▸ **Instructions for the task**
Of the lines listed below, return exactly those that run from the line containing "x=112, y=269" through the line containing "Report the location of each instance of the green basil", both included.

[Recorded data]
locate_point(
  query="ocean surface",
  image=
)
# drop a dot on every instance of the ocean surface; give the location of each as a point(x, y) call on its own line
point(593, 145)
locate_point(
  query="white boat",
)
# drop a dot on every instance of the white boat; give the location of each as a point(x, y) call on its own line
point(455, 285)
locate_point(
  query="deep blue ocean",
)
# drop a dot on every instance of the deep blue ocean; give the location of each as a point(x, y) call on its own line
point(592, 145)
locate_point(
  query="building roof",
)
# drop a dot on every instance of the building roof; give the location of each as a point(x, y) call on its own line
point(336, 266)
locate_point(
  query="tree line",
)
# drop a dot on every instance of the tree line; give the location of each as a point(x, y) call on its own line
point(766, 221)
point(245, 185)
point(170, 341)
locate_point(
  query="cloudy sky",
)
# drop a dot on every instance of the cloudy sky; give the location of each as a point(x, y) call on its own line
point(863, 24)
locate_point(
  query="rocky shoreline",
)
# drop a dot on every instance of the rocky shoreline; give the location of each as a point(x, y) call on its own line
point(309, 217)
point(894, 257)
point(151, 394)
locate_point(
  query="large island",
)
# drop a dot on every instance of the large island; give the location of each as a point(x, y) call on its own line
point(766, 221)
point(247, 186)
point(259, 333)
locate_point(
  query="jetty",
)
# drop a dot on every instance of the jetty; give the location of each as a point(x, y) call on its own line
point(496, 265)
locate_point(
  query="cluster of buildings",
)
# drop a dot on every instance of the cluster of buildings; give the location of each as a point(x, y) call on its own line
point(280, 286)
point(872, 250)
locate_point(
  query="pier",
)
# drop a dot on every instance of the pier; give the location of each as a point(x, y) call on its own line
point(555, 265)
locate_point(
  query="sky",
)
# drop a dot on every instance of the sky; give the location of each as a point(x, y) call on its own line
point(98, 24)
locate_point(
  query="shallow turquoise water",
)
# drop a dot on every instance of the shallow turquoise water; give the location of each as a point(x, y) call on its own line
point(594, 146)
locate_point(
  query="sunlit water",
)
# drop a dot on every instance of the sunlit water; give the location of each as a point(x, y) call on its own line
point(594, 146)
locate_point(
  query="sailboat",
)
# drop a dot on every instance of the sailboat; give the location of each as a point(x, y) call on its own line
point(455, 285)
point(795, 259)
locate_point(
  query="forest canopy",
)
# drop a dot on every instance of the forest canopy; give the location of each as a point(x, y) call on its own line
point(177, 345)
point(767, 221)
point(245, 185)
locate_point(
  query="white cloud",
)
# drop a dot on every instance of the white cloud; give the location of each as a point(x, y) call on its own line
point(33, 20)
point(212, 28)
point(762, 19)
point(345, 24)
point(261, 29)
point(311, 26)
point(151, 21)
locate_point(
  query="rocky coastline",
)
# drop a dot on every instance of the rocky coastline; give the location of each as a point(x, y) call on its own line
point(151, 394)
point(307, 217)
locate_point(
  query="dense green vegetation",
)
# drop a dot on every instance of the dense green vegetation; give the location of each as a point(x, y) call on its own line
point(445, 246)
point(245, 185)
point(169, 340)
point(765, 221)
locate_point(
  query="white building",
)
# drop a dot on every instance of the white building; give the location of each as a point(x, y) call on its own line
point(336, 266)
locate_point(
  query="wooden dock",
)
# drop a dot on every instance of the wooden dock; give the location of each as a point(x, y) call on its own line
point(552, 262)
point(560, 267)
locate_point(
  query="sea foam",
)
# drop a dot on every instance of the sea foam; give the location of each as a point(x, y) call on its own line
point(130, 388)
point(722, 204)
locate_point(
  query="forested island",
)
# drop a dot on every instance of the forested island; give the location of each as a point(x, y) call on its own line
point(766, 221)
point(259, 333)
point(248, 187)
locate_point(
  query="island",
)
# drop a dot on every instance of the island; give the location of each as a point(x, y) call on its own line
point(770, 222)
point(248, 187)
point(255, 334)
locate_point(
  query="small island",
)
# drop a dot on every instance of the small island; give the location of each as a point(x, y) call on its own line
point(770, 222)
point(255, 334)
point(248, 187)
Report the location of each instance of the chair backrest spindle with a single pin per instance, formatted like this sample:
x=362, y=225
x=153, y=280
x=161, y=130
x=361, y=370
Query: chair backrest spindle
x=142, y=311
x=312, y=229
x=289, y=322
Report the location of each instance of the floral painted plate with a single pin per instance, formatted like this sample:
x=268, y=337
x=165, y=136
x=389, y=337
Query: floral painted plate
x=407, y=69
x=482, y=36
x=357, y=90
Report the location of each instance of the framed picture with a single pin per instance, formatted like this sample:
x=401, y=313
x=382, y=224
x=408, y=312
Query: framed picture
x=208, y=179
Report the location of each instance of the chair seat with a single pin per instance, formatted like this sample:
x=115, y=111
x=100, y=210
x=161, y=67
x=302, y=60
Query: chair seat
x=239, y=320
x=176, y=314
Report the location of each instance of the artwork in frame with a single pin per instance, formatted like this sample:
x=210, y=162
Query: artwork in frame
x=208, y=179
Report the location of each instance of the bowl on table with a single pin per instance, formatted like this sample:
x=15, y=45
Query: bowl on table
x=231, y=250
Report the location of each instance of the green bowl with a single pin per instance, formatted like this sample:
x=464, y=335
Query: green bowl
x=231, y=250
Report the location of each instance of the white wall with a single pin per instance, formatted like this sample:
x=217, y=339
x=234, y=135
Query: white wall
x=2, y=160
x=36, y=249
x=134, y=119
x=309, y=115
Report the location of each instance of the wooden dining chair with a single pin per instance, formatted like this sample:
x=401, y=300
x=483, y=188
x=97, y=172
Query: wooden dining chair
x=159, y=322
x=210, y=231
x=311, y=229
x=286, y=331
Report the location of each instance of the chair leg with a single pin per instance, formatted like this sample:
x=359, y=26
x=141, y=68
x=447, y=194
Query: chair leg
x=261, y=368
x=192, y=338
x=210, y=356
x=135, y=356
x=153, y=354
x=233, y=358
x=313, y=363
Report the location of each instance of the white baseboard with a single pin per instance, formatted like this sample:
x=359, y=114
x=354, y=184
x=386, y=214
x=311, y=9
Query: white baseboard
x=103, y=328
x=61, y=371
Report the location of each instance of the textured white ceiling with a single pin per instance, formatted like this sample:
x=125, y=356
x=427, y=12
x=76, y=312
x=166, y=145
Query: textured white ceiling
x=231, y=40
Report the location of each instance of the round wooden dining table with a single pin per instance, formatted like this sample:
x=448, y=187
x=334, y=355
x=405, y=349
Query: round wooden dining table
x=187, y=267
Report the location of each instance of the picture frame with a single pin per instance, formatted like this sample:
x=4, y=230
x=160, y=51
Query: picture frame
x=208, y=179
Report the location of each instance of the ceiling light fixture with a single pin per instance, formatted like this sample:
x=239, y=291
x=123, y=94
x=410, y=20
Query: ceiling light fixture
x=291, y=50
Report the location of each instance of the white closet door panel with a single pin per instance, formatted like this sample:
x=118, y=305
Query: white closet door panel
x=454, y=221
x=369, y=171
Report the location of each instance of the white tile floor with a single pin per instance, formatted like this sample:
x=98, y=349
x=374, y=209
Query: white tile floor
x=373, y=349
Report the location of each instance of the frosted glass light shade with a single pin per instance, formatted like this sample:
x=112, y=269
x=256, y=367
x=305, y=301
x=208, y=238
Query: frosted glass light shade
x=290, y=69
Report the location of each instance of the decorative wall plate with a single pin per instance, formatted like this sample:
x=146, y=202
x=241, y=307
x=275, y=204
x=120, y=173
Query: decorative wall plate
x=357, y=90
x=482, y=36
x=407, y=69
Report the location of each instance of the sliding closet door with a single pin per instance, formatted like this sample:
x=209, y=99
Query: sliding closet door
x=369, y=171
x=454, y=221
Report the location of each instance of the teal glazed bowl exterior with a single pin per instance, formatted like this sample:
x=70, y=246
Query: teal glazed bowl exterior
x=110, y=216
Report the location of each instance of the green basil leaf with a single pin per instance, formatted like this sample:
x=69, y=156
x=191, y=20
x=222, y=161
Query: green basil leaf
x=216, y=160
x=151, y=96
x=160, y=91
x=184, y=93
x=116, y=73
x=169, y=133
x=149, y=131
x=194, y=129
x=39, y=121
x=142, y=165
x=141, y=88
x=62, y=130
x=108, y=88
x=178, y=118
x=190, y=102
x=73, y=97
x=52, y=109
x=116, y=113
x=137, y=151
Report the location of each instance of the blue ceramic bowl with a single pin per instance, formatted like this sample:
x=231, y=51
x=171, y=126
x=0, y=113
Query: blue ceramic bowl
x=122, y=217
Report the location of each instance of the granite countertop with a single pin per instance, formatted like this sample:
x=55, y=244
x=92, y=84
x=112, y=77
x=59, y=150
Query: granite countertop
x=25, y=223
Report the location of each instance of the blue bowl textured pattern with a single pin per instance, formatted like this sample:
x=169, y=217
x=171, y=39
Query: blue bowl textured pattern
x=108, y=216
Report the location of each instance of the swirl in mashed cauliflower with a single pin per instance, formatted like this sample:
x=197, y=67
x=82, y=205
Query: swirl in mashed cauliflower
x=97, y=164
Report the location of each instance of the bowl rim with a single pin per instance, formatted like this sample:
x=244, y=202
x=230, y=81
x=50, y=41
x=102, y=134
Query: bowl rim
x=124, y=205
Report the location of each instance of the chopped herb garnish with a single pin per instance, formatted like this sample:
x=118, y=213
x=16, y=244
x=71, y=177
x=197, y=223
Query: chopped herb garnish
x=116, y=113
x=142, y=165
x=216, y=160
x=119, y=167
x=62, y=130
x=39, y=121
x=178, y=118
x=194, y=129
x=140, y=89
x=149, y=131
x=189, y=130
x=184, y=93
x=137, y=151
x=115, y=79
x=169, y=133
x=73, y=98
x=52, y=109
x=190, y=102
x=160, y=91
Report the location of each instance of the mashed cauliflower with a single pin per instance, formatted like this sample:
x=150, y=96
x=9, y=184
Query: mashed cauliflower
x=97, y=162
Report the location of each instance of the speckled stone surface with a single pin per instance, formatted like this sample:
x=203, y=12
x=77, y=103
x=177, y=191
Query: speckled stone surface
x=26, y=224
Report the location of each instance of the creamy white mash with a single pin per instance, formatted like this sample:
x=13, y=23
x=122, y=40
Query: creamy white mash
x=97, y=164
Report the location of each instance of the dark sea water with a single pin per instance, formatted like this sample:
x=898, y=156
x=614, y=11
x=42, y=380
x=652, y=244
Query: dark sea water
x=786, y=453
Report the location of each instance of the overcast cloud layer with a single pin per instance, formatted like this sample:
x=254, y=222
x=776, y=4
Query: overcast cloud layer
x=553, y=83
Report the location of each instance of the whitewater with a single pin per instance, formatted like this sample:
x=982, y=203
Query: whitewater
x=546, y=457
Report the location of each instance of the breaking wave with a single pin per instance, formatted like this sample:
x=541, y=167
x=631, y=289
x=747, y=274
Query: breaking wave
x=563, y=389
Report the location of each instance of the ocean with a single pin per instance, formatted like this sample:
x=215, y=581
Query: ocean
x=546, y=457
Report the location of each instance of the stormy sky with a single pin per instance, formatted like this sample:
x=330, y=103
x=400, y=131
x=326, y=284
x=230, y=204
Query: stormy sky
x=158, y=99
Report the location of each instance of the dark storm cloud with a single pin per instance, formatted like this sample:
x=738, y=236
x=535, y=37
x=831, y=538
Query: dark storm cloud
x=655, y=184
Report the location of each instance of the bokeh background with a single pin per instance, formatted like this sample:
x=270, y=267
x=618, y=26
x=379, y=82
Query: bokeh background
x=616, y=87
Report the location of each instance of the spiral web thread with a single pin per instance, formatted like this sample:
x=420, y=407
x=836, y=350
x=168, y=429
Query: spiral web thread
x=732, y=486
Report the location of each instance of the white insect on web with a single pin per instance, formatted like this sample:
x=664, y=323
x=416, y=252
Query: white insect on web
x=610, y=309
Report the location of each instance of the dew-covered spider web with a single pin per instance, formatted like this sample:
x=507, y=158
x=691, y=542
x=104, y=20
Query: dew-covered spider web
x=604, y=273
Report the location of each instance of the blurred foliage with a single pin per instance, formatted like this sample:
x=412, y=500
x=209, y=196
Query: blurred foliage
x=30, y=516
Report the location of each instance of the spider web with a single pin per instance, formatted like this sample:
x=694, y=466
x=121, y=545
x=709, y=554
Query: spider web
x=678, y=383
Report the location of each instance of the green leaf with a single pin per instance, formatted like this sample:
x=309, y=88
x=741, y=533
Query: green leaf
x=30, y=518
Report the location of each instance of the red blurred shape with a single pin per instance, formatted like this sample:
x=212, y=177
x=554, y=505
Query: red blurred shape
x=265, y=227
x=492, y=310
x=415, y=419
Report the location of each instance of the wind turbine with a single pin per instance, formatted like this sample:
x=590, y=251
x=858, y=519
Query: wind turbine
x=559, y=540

▸ **Response area**
x=112, y=269
x=256, y=367
x=305, y=301
x=208, y=238
Query: frosted glass light shade
x=290, y=69
Report the location of each instance of the decorative wall plate with a single pin per instance, formatted like this sample:
x=146, y=202
x=241, y=307
x=275, y=204
x=120, y=173
Query: decorative wall plate
x=357, y=90
x=482, y=36
x=407, y=69
Report the location of each instance of the sliding closet door with a single pin per instance, formatted like this sample:
x=209, y=99
Query: sliding closet door
x=369, y=171
x=454, y=221
Report the location of each instance of the teal glazed bowl exterior with a single pin per instance, formatted like this sample:
x=70, y=246
Query: teal glazed bowl exterior
x=110, y=216
Report the location of each instance of the green basil leaf with a single pin per instance, formatted like this sample:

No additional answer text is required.